● Exercise: In the recollection of working as an IBM customer engineer on the 604, which appears below, find the passage that opens with the words containing "Auto-Lite, at its" and closes with "2,000 vacuum tubes.". Extract it word for word.

● Text segment:
▼

Hired into IBM on 1/15/53, after an honorable discharge from the US Air Force(AF) in Dec 1952.

Previous experience in the US Air Force was accepted as qualification for that employment. Previously served in the US Air Force as a Technical Instructor of 'Electronics Fundamentals' [2nd Phase - from AC & DC Circuit Analysis, through motors, generators, power supplies and filter ckts, vacuum tubes, amplifiers, oscillators and transient ckts],

Spent 12 days of training on the 604 in a Detroit, MI Branch Ofc. I worked out of the IBM Branch Ofc in Toledo, OH. Was sent for this training because I was being assigned to the accounting machine department of the 'Electric Auto-Lite Co. headquarters, in Toledo. OH, as 'resident' IBM CE for Auto-Lite.

Auto-Lite, at its peak, manufactured all the products required for all auto ignition systems for all Chrysler autos - Chrysler, Dodge, Desoto and Plymouth.
That office, for my assignment at Auto-Lite, processesd all accounts payable and receivable, plus payroll for some 7000 plus factory employees on a weekly basis.

Have a few vivid recollections you might want to have:

  1. The IBM 604 contained some 2,000 vacuum tubes.
  2. A total of 455 pentagrid converters (vacuum tubes) were required for the 'column shift register' , required for both multiplication and division. The 1st and 4th grids of these tubes were used to control the ON-OFF condition of these tubes.
  3. The Counter was 12 digit positions. The 13th position was used to designate polarity of the number in the counters as + or -.
  4. Five vacuum tubes were required for each of the 12 digit positions of the counter. Four tubes were required for each of the 'counter digit-position' numbers displayed, using 1, 2, 4 or 8 (the binary code - also known as the 'byte') for display of a number. The fifth tube was required to allow for binary code display of a number using four-tubes.

▲

● Dataset rows:

▼

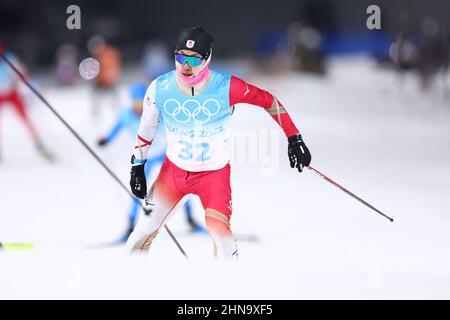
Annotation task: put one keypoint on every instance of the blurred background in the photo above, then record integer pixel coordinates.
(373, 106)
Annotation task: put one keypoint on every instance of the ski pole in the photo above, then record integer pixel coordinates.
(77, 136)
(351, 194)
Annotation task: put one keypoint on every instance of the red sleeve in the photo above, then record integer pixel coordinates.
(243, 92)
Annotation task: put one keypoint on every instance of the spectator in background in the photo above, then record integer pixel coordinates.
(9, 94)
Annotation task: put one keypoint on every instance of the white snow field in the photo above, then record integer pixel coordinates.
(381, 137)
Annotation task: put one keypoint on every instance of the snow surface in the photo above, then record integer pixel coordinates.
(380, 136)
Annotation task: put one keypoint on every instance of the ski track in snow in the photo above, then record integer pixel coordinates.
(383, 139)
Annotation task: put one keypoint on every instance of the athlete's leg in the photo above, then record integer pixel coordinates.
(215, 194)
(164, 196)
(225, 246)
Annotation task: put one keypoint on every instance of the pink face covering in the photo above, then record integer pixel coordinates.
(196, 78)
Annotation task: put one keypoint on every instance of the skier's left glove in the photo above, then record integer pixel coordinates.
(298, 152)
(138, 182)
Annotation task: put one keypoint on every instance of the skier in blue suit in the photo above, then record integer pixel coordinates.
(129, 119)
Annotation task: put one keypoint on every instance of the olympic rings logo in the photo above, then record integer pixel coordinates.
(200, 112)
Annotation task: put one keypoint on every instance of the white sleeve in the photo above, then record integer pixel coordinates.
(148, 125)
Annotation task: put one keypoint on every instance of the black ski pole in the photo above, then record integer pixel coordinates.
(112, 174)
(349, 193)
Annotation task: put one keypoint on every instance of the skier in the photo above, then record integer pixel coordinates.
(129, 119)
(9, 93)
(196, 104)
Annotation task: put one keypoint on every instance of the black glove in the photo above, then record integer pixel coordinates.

▲
▼

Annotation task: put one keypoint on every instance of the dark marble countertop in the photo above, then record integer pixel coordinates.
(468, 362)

▲
▼

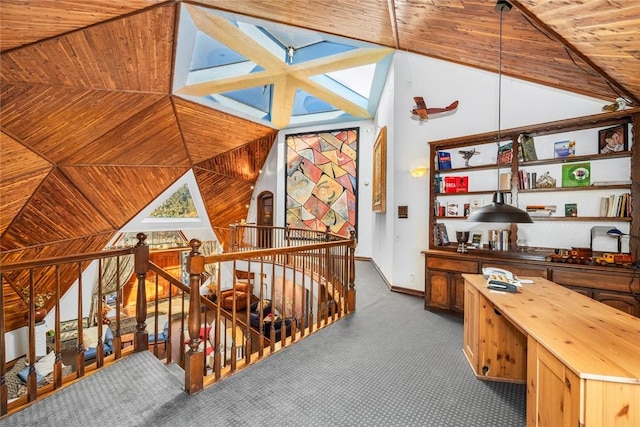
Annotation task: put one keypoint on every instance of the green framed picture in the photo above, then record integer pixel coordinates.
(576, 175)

▲

● Result of this task:
Auto-Lite, at its peak, manufactured all the products required for all auto ignition systems for all Chrysler autos - Chrysler, Dodge, Desoto and Plymouth.
That office, for my assignment at Auto-Lite, processesd all accounts payable and receivable, plus payroll for some 7000 plus factory employees on a weekly basis.

Have a few vivid recollections you might want to have:

  1. The IBM 604 contained some 2,000 vacuum tubes.